Exercise goal
Write out all of the entries, matching the original exactly.

=== Begin Enclosure ===

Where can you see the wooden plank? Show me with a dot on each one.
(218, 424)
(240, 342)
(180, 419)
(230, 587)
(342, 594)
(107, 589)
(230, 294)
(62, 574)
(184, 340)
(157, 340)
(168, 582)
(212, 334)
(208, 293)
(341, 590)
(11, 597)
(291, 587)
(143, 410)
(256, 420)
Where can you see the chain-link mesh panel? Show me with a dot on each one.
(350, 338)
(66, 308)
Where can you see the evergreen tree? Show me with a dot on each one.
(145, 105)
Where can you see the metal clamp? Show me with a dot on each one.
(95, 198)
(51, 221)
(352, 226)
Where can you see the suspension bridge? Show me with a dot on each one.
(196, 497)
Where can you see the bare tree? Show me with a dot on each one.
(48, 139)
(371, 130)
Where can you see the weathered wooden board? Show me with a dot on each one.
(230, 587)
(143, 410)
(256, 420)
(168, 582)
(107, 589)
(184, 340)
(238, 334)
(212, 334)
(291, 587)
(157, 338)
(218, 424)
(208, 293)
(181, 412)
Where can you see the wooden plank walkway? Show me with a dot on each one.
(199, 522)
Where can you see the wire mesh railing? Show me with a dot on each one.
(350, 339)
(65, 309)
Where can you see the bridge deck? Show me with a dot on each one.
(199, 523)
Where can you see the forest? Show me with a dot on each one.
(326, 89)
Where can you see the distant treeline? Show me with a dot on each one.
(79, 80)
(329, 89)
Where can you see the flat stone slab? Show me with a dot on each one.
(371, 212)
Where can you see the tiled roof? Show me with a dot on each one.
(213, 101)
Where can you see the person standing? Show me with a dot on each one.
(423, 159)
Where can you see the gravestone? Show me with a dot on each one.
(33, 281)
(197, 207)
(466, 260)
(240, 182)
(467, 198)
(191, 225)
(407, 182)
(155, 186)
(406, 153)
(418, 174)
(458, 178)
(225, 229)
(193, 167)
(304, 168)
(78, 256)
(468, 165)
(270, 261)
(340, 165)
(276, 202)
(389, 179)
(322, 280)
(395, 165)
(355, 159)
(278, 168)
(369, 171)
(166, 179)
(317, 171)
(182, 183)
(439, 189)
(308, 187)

=== End Enclosure ===

Result of the task
Where can you see the wooden plank? Show me with a dot on each one.
(218, 424)
(240, 342)
(180, 419)
(230, 587)
(342, 594)
(107, 589)
(230, 294)
(62, 574)
(184, 340)
(157, 340)
(168, 582)
(212, 334)
(208, 293)
(341, 590)
(11, 597)
(291, 587)
(143, 410)
(256, 420)
Where can you see the chain-link mesh panel? Show me with a dot on each one.
(350, 338)
(66, 308)
Where can you see the evergreen tree? Show me with a dot on each one.
(145, 105)
Where can you see the metal clamp? Show me with a dot on each one.
(95, 198)
(51, 221)
(352, 226)
Where can you see the suspension bridge? Show me with a dot on each one.
(196, 497)
Where can you see the bare tree? Show me with a dot on each one.
(48, 139)
(371, 130)
Where can you see the weathered wooden board? Show me with a dot on each one.
(230, 587)
(143, 410)
(256, 420)
(168, 582)
(107, 589)
(184, 340)
(238, 334)
(212, 334)
(291, 587)
(157, 338)
(218, 424)
(208, 293)
(181, 412)
Where can you see the wooden plank walkway? Show me with a dot on each one.
(199, 522)
Where can you see the wire mesh railing? Show me with a dot on each one.
(350, 339)
(65, 309)
Where can you see the bridge deck? Show me with a dot on each one.
(199, 523)
Where can you see the forest? Show me with a dot on each one.
(326, 89)
Where can you see the distant treeline? Show me with a dot on each one.
(79, 80)
(329, 89)
Where can you see the flat stone slab? Show me with a dot on each one.
(371, 212)
Where can you see the tiled roof? Show me with a dot on each one.
(213, 101)
Where can you see the person standing? Show me with a dot on each one.
(423, 159)
Where can you see the gravestone? Show me with a dot on each one.
(33, 281)
(197, 207)
(466, 260)
(240, 182)
(467, 198)
(191, 225)
(407, 182)
(155, 186)
(406, 153)
(418, 174)
(458, 178)
(225, 229)
(193, 167)
(304, 168)
(78, 256)
(468, 165)
(270, 261)
(340, 165)
(276, 202)
(389, 179)
(322, 280)
(395, 165)
(355, 159)
(278, 168)
(369, 171)
(166, 179)
(317, 171)
(182, 183)
(439, 189)
(308, 187)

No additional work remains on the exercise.